What is asked:
Copy in full each line of the records that contains the string "building". Treat uppercase and lowercase as different.

Material provided:
* Begin *

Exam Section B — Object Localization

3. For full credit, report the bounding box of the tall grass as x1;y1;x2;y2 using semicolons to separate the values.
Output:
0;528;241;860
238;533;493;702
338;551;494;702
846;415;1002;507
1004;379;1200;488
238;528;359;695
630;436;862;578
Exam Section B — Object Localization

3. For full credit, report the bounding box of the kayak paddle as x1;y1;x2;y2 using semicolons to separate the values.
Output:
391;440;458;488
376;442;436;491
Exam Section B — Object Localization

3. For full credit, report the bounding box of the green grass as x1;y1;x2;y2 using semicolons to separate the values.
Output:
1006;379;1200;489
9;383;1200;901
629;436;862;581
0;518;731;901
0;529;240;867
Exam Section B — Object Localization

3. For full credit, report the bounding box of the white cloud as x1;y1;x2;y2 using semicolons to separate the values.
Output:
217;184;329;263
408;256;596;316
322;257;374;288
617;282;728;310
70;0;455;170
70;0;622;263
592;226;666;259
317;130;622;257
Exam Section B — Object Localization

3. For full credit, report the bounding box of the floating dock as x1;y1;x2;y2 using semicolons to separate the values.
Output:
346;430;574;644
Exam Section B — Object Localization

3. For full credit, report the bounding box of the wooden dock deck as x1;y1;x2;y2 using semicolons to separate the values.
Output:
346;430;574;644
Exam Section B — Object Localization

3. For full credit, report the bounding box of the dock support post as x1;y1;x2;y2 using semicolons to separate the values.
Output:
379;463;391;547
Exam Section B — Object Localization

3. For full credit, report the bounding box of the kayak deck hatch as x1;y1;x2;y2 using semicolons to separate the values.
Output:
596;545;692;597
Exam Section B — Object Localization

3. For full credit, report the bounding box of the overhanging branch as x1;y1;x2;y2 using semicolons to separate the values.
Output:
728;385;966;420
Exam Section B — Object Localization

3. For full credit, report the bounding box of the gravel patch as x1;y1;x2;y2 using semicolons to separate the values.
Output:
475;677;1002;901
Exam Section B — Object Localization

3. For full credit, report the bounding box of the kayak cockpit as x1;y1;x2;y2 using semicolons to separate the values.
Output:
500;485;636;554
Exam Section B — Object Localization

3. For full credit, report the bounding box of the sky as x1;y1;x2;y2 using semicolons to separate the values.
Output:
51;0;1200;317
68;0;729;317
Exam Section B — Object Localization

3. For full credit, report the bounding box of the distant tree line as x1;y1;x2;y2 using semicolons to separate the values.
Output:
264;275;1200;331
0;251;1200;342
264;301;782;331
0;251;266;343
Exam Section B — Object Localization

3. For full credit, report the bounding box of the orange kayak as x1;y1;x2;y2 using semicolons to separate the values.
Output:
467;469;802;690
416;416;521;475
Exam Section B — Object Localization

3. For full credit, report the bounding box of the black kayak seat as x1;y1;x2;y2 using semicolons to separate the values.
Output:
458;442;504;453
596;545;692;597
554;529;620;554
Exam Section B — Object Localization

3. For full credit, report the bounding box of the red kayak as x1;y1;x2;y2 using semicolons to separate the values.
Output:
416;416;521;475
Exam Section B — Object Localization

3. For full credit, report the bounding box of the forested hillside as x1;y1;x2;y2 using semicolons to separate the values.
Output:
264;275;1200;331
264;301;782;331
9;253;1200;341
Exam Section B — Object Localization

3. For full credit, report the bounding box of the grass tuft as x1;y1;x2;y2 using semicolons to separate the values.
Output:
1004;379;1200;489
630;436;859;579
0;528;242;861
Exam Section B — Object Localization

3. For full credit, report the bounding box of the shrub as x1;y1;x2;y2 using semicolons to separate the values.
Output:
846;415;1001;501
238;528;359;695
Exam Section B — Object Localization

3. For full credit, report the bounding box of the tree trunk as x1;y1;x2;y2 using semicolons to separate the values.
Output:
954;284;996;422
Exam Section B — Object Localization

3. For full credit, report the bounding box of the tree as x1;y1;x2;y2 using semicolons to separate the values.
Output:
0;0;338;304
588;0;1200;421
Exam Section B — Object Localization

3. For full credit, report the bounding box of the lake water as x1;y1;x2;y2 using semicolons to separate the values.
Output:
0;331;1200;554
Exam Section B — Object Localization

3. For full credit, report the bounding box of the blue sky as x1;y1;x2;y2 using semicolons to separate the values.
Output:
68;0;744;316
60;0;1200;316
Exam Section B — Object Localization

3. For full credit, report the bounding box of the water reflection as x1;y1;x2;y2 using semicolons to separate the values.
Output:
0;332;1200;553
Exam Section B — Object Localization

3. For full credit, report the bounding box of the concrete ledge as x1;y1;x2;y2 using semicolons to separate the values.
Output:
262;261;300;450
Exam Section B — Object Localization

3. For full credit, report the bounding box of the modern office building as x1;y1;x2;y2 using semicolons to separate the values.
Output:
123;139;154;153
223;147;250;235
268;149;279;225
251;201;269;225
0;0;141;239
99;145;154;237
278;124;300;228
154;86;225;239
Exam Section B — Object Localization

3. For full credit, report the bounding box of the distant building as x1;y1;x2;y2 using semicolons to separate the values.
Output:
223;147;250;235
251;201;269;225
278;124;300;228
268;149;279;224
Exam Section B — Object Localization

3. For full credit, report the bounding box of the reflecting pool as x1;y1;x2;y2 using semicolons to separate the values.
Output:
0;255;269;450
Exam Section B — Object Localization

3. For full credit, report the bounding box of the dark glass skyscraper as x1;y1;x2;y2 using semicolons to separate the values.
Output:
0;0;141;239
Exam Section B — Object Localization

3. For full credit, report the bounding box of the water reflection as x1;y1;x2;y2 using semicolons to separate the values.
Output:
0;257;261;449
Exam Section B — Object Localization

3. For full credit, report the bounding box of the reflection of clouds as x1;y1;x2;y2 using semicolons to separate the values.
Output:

* End *

Solution:
3. For full credit, report the bounding box of the modern office building as x1;y1;x2;y2 using semicolons to separate the values.
3. For full credit, report the bounding box of the distant building as x1;y1;x2;y2 using semicolons to separate the values.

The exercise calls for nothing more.